• **Seitentext**:
________________
Dieses Thema würde gut in die "Technikecke" passen, aber es geht auch um Standorte. Sonst bitte verschieben.

Kurz zur Erklärung: Es handelt sich dabei um einen Hochfrequenz-Filter, der gebraucht wurde, um das Westfernsehen besser empfangen zu können.

Die Sowjetischen Streitkräfte haben eine Frequenz genutzt, die sehr nahe an der Frequenz des ZDF lag. Es handelt sich dabei um das VHF Band I zwischen 47 und 68MHz. Gesendet wurde vom Ochsenkopf in Bayern. Die relativ tiefe Frequenz hat den Vorteil, eine höhere Reichweite zu haben, so konnte man tief in die DDR senden. Der Filter wurde so eingestellt, dass er die von den Russen genutzte Frequenz möglichst gut unterdrückt und so vom Fernseher fern hält.

Generelle Informationen zum Russentod:







Ich suche Zeitzeugen, die mehr über das Thema wissen. Besonders interessant wären Angaben über besonders gestörte Regionen in Thüringen und Sachsen und ob wir daraus auf die Nutzung schließen können. Woher kam die störende Aussendung der Russen? Mir wurde berichtet, dass es sich wohl um Sprechfunk gehandelt haben soll, weil man russische Stimmen im Fernsehen hören konnte.

Was könnte das gewesen sein? 2-Wege Funk auf Übungsplätzen, Relaisfunk, Richtfunk, Flugfunk, Funk nur zum Zweck das Westfernsehen zu stören?
 
die sehr nahe an der Frequenz des ZDF lag. Es handelt sich dabei um das VHF Band I zwischen 47 und 68MHz. Gesendet wurde vom Ochsenkopf in Bayern.
Zur Sache: das war die ARD, die Ausstrahlung erfolgte vertikal. Das hatte den Vorteil das man sich einen einfachen Dipol an ein (in der Richtung geeignetes Fenster) hinter die Gardine stellen konnte. Das ZDF sendete auch vom Ochsenkopf auf den Frequenzen der 2.Programme.

Ich bin in Zwickau aufgewachsen und somit mit Beiden (und RIAS II von einem Nebenberg des Ochsenkopfs gesendet) groß geworden. Die Empfangs-Qualität des Ersten war generell nicht umwerfend, aber nicht gestört. Das gilt so für einen mir bekannten Bogen von Leipzig, über Burgstädt bis K-M-ST. Weiter in Richtung Osten war dann der Empfang immer problematischer, aber selbst in Dresden noch möglich. Generelle Störungen waren nicht bekannt, daher wundert mich das etwas.
________________
• **Datenbereich**:
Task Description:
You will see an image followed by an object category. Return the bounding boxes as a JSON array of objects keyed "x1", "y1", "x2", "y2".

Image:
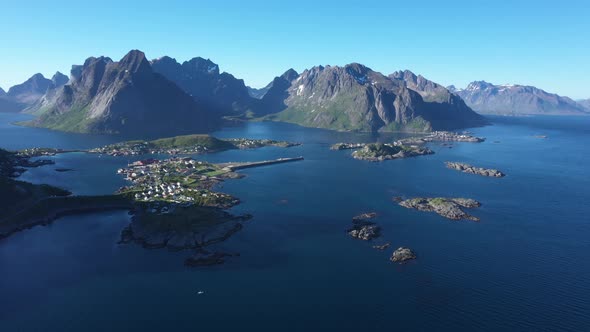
________________
• **Gestellte Aufgabe**:
Führe den Text über den Russentod-Filter und den Empfang des Westfernsehens im Anschluss an seinen letzten Satz weiter.

• **Antwort zur Übung**:
ABER:
Ich wohnte ab ca. 1982 in Fürstenwalde/Spree. Da war natürlich der Empfang aller damaligen Programme (DDR I, DDR II, ARD, ZDF, NDR 3 ...) in guter Qualität kein Problem. Luftlinie zum Funkturm Bln West ca. 55 km.
Aber Fürstenwalde hatte eine Radarstation der GSSD in Füwa Nord bei 52.38984,14.05846 zur Luftraumüberwachung. Die lief nahezu täglich, und da hatte man synchron zur Antennendrehung Streifen nebst Tonstörungen auf dem TV-Bild. Auf allen Programmen, DDR weniger gestört - der Alex war ja näher.

Und da wurden solcherart Filter professionell in die Verteiler-/Kabel-Anlagen eingebaut und das Problem war behoben. Diese Filter gab es auch für Privat-Kunden zu kaufen.

Und diese Sache mit den russ. Radar-Geräten habe ich auch aus anderen Städten vernommen, nur kann ich mich nicht erinnern aus welchen.

Überraschungen waren natürlich möglich in der Nähe von GSSD Objekten, so wie du schreibst: meist Flugfunk.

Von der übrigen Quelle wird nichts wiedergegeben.